▶ WORK ORDER: Copy out the full text of the blog post about journaling heartache and pastoral care, with no changes.

▶ READING TEXT:

^^^^

Tag Archive: pastoral care

How Journaling Heartache Can Lead to Effective Pastoral Care

The morning of our fourth child’s birth, I was three weeks into a new city, new church, and new staff position. Before my wife went back for a C-section, three ministers from our new church came to pray with us.

They said they would stay. I remember saying, “It’s going to be fine. You all go home, and I’ll update you when she’s out.” They prayed and left.

The baby was born successfully. I left the room with our little girl, Blake, and went with the nurses for the weighing and bath in another room. While videoing the weight (as all proud dads do), I began to see changes in her.

The nurses began working frenetically. They asked me to leave the room. A lot more transpired, but bottom line: she had heart failure.

Within 30 minutes, she was en route to Vanderbilt Children’s Hospital. I left my wife in her hospital room and headed to where my new baby would be.

^^^^

[Natural-language descriptions of regions]
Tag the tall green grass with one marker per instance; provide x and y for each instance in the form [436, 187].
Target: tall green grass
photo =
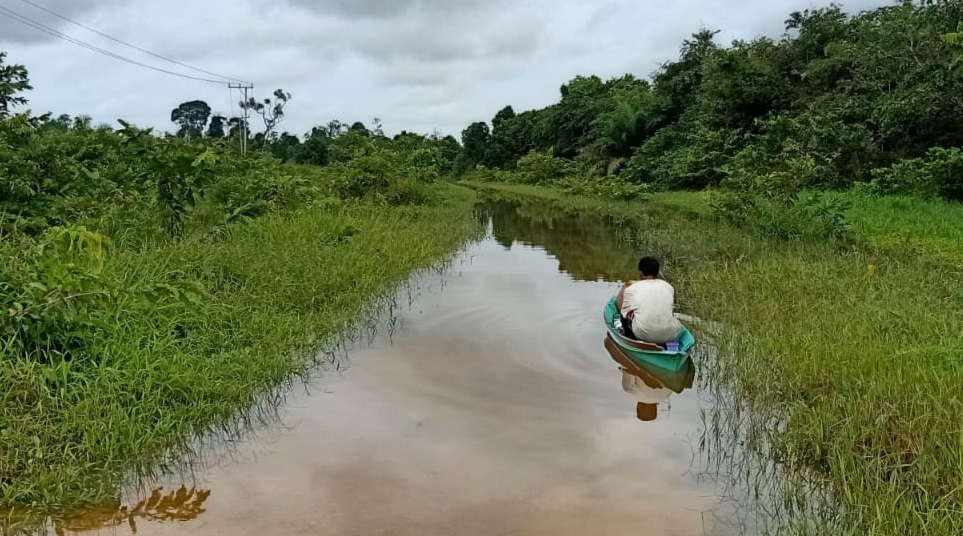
[852, 375]
[279, 289]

^^^^

▶ EXERCISE ANSWER:
Tag Archive: pastoral care

How Journaling Heartache Can Lead to Effective Pastoral Care

The morning of our fourth child’s birth, I was three weeks into a new city, new church, and new staff position. Before my wife went back for a C-section, three ministers from our new church came to pray with us.

They said they would stay. I remember saying, “It’s going to be fine. You all go home, and I’ll update you when she’s out.” They prayed and left.

The baby was born successfully. I left the room with our little girl, Blake, and went with the nurses for the weighing and bath in another room. While videoing the weight (as all proud dads do), I began to see changes in her.

The nurses began working frenetically. They asked me to leave the room. A lot more transpired, but bottom line: she had heart failure.

Within 30 minutes, she was en route to Vanderbilt Children’s Hospital. I left my wife in her hospital room and headed to where my new baby would be.